His book is a treasure, deliberately written for general readership but minus any dumbing down or tedious linearity/tunnel vision. He reminisces about lunchtime conversations fondly;
The best training in Grastyán's laboratory occurred through my participation in the regular lunch discussions that could go on for several hours, where topics meandered chaotically from homeostatic regulations of the brain to complex philosophical topics. It was during those lunch lessons where I first leaned about the hippocampal "theta" rhythm, the oscillation that has become my obsession ever since... As I have repeatedly discovered in my career, the informal lunch-seminar approach to science is hard to substitute with formal lectures or the reading of dense scientific papers. Seminars are tailored for an average group of people with the naive assumption that the audience retains all the details and follows and accepts the fundamental logic of the lecturer. In contrast, the essence of lunch conversation is to question the fundamental logic, a quest for clarification and simplification, a search for explanations and answers without a rigid agenda, where the focus is not on covering large chunks of material but on fully understanding even the smallest details. Of course, one can follow up a lecture by finding and reading the relevant published papers on the topic. However, most of the exciting findings in neuroscience are hidden in the small print of specialty journals, often written in a specialized and arcane language comprehensible to, at most, a handful of specialists. Overwhelmed with new and important discoveries in the various sub-subspecialties, the practicing neuroscientist, such as myself, tends to forget that neuroscience is of startling relevance to a contemporary society wrestling with complex issues such as social behavior, depression, and brain aging. It is hard to predict which of the numerous fundamental discoveries could alter the face of such large issues, and unless they are conveyed to others, they might be overlooked without making an impact. This is mainly so because the explanations we provide in papers to the superspecialists may be impenetrable to the uninitiated. Without attempting to place our work into a larger context from time to time, we deprive ourselves of the chance to be able to connect to the more macroscopic and microscopic levels of research. Yet, discoveries and insights realize their power only when understood by others. Understanding this important connection is what mostly motivated me to write this volume.

• **Extracted data**:
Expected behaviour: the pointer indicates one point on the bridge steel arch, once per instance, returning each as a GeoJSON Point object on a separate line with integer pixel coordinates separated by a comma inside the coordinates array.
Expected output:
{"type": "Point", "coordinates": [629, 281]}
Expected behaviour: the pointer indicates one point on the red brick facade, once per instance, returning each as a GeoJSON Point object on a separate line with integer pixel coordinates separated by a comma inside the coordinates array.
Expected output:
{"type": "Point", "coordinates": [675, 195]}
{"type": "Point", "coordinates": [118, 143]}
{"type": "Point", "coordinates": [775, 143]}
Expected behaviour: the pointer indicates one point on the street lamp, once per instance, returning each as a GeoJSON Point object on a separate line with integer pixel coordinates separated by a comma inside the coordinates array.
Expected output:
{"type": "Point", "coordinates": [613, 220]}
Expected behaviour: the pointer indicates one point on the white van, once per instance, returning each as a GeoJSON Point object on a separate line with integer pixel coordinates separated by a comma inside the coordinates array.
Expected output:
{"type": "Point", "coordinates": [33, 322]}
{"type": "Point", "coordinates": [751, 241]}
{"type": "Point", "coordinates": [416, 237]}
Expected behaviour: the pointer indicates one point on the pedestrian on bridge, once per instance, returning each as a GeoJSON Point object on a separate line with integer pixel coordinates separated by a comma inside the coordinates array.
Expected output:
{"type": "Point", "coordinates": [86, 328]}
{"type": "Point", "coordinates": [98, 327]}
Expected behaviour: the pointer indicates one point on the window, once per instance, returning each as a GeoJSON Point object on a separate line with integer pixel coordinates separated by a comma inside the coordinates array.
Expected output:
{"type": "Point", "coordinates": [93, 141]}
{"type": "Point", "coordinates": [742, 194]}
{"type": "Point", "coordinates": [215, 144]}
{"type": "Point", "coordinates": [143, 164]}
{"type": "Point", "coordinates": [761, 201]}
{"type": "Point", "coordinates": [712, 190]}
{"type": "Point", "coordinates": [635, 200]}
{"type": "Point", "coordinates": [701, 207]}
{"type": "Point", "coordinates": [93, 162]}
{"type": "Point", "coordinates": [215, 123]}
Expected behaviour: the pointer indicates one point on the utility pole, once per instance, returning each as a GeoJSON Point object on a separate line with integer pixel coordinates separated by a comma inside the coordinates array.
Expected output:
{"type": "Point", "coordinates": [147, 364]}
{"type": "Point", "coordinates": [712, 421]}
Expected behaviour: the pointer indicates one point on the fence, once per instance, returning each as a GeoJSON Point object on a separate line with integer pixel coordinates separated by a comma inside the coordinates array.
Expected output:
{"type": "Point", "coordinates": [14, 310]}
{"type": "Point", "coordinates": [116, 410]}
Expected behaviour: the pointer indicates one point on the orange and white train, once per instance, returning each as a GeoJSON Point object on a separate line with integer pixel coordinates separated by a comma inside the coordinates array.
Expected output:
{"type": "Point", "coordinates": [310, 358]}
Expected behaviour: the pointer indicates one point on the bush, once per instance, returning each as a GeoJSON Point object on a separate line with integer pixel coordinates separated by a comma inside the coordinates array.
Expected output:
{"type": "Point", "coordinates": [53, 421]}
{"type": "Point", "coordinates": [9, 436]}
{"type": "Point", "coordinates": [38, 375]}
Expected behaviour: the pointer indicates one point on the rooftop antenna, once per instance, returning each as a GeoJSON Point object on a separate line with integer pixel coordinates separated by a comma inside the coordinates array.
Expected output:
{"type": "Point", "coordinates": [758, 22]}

• **About this task**: Do these three statements agree with the passage on lunchtime conversations? Answer yes or no for each and quote the deciding words. (a) The lunch discussions in Grastyán's laboratory were brief. (b) Lunch conversation aims to cover large chunks of material. (c) Most exciting findings in neuroscience are hidden in the small print of specialty journals.

• **Answer for the task**:
(a) No: "the regular lunch discussions that could go on for several hours"
(b) No: "where the focus is not on covering large chunks of material but on fully understanding even the smallest details"
(c) Yes: "most of the exciting findings in neuroscience are hidden in the small print of specialty journals"